Data excerpts
---------------

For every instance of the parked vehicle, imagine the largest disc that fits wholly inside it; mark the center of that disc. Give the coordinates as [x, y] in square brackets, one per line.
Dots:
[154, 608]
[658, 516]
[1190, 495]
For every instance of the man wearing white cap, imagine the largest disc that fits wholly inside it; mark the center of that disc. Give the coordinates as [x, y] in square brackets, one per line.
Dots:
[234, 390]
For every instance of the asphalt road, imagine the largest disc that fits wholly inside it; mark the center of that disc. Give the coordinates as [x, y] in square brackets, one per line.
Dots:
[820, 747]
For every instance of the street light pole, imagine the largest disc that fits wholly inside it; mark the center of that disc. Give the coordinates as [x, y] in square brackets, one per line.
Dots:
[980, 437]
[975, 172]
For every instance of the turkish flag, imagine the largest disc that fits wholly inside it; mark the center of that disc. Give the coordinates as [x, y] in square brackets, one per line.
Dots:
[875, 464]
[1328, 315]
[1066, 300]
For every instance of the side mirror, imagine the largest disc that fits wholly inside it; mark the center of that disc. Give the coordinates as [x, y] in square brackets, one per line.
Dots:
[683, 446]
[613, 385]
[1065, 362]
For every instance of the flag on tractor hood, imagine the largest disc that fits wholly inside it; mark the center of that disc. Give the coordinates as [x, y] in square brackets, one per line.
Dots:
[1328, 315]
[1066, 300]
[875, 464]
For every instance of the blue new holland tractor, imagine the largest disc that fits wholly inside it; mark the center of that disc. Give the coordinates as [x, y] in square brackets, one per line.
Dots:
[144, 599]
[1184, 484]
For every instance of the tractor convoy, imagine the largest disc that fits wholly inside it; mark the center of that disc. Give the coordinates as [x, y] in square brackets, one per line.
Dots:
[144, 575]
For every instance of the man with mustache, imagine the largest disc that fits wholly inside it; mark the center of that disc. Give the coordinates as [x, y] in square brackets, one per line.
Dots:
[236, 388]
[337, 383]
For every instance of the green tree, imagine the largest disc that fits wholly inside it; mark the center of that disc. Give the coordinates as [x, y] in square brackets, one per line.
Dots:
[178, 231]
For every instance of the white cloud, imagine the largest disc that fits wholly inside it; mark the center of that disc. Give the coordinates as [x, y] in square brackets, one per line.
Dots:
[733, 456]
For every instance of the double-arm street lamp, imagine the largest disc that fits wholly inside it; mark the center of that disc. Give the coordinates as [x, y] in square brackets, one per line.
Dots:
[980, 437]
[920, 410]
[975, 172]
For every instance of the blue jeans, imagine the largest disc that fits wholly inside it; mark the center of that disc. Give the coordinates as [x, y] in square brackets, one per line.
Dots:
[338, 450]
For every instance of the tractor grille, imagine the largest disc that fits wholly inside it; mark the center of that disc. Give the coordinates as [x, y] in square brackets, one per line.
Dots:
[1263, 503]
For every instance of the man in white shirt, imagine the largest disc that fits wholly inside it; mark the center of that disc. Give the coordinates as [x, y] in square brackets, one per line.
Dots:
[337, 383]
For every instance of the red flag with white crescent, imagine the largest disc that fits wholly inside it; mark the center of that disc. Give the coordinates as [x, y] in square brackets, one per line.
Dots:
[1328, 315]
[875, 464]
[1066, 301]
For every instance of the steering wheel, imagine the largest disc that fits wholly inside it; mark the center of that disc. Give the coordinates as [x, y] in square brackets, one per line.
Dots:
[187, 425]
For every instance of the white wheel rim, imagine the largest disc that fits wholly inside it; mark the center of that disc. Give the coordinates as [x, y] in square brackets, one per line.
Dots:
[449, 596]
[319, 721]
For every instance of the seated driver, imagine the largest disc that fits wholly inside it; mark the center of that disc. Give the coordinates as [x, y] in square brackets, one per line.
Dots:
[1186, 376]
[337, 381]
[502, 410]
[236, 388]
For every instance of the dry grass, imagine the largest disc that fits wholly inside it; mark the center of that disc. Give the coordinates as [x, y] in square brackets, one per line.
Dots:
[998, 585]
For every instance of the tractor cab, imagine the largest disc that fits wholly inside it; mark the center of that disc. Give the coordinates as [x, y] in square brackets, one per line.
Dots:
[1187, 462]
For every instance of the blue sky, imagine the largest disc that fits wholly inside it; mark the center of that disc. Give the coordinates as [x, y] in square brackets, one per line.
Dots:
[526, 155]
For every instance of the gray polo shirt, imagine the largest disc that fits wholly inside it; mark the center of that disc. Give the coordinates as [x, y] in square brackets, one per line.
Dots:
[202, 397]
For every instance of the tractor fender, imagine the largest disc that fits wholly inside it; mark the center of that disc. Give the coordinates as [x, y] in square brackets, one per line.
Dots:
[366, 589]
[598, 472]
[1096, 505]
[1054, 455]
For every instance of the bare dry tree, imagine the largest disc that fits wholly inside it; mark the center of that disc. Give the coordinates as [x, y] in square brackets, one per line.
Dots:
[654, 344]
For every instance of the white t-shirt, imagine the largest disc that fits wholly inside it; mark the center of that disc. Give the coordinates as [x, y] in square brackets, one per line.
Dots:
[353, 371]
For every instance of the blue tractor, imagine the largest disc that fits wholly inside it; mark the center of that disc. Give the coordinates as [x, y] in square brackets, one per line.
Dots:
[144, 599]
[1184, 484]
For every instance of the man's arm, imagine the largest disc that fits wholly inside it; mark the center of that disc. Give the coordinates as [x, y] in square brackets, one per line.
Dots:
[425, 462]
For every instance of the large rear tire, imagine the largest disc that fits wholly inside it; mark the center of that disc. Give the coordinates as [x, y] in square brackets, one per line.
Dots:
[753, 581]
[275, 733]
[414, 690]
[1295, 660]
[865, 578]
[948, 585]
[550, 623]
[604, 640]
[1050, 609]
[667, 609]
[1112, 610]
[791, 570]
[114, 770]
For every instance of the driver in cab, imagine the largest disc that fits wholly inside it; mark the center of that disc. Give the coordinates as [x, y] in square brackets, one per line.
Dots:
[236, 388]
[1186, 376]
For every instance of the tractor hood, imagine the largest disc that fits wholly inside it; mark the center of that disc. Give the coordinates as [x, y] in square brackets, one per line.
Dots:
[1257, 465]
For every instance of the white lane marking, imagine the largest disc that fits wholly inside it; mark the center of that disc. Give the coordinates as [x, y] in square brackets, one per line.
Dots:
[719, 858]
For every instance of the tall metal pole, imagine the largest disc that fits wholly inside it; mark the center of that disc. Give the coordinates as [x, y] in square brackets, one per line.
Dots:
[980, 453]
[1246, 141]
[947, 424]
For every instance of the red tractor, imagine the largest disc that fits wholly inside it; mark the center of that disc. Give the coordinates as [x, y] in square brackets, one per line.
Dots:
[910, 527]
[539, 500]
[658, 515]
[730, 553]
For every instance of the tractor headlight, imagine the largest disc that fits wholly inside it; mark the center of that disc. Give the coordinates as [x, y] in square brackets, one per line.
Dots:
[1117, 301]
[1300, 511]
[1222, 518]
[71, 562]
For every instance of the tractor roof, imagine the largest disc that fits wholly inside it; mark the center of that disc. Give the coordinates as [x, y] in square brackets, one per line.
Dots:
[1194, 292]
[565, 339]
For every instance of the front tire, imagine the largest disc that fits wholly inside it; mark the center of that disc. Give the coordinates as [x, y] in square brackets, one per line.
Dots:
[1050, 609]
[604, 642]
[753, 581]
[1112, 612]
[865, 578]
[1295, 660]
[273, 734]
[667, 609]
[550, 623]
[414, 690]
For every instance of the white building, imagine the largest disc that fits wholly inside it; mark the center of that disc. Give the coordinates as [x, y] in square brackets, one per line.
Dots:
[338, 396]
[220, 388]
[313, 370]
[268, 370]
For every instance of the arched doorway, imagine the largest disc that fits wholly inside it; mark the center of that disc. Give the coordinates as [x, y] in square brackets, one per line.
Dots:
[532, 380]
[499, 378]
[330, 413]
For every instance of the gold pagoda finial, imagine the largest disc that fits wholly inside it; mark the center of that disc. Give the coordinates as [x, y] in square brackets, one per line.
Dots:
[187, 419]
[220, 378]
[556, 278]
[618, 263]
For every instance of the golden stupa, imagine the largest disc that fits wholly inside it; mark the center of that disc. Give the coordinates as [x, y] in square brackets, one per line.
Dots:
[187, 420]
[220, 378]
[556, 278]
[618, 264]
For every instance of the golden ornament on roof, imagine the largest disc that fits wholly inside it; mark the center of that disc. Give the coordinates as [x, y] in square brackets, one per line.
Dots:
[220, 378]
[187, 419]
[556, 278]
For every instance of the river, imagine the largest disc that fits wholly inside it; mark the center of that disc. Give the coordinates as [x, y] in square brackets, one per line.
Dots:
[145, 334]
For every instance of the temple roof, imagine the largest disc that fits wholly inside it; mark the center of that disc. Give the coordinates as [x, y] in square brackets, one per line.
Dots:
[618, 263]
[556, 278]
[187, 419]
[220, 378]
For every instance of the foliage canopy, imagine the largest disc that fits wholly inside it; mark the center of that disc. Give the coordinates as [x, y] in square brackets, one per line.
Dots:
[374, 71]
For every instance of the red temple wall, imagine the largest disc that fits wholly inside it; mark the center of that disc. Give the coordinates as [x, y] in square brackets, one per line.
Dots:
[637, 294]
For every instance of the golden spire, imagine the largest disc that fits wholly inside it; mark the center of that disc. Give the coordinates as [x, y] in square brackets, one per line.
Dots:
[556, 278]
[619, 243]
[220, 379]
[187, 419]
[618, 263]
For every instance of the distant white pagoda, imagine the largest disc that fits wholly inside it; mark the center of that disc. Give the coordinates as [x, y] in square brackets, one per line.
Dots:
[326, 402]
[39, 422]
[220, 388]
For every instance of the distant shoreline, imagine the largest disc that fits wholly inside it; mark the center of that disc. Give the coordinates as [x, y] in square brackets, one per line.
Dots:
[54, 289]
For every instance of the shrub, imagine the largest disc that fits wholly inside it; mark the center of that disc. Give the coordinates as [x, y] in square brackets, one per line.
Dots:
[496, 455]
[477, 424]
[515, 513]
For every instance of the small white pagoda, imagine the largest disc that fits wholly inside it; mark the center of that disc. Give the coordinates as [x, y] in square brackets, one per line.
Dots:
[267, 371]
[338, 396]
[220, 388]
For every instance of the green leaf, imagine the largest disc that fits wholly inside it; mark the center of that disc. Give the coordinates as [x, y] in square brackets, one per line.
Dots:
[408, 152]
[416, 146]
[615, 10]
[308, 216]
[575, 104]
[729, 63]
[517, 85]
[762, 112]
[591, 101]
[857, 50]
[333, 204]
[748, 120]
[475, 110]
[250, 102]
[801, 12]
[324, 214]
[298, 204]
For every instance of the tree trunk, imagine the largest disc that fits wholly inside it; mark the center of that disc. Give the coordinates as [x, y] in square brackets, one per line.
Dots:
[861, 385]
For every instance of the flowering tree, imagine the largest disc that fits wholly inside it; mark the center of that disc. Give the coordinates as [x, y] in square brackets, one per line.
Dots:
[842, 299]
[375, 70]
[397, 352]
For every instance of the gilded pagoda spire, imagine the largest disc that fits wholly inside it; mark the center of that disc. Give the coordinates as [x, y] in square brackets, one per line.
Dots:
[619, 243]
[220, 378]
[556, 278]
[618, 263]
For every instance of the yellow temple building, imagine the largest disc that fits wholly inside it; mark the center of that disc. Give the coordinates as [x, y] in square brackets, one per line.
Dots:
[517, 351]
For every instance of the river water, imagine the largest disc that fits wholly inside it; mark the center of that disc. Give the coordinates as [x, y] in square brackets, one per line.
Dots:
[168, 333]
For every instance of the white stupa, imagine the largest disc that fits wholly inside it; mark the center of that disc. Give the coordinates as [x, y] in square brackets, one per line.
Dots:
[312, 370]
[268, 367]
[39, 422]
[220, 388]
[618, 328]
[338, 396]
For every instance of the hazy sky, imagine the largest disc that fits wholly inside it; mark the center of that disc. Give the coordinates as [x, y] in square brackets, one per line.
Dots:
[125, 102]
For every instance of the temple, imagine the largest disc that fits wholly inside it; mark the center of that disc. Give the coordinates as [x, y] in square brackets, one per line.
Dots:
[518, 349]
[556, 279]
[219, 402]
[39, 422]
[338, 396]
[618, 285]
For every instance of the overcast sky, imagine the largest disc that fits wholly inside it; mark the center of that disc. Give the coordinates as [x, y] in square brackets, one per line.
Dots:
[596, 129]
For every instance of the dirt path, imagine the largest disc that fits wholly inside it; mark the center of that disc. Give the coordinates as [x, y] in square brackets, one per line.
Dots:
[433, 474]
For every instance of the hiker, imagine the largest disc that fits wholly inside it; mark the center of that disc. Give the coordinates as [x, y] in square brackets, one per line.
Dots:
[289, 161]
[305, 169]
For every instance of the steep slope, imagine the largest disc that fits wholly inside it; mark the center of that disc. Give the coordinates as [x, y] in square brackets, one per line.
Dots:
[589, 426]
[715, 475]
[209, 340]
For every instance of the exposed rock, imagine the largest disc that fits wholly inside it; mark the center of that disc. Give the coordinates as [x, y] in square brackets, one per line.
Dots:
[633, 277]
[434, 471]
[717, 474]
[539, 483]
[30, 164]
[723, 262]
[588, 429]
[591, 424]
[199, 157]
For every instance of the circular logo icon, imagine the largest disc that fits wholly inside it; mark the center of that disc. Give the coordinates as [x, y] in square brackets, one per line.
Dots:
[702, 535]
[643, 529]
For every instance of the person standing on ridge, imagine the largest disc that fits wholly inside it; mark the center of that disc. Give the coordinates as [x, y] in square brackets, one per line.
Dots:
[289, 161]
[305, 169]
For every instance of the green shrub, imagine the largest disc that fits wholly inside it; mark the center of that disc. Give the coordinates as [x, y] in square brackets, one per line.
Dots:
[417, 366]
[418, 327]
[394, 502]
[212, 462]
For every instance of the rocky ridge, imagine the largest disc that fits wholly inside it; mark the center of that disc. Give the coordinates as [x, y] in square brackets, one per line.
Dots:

---------------

All lines above from the one containing "For every instance of the tall" to the one containing "For every instance of the front" must be repeated exactly, both lines included, and no others.

For every instance of the tall metal pole, imagine the largest disc that fits wholly inside it; mark the center of that disc. Give the coordinates as [x, y] in square brackets, one per line.
Dots:
[980, 453]
[1246, 141]
[947, 424]
For every instance of the red tractor, imagine the largest disc that fits wholly inside it; mark the center of that disc. Give the coordinates as [x, y] in square brackets, one per line.
Dots:
[910, 527]
[539, 500]
[658, 515]
[730, 553]
For every instance of the tractor headlight, imagine the largest disc that fits wholly inside it; mark the center of that disc. Give the coordinates as [x, y] in square brackets, one per line.
Dots:
[1117, 301]
[1300, 511]
[1222, 518]
[71, 562]
For every instance of the tractor roof, imagine the largest disc that fits wholly inside it; mark the center of that disc. Give the coordinates as [x, y] in square brackets, one per line.
Dots:
[1194, 292]
[565, 339]
For every instance of the front tire, imagine the largest disc that fits wholly inside it; mark the center of that disc. Give the coordinates as [x, y] in square brackets, one per line.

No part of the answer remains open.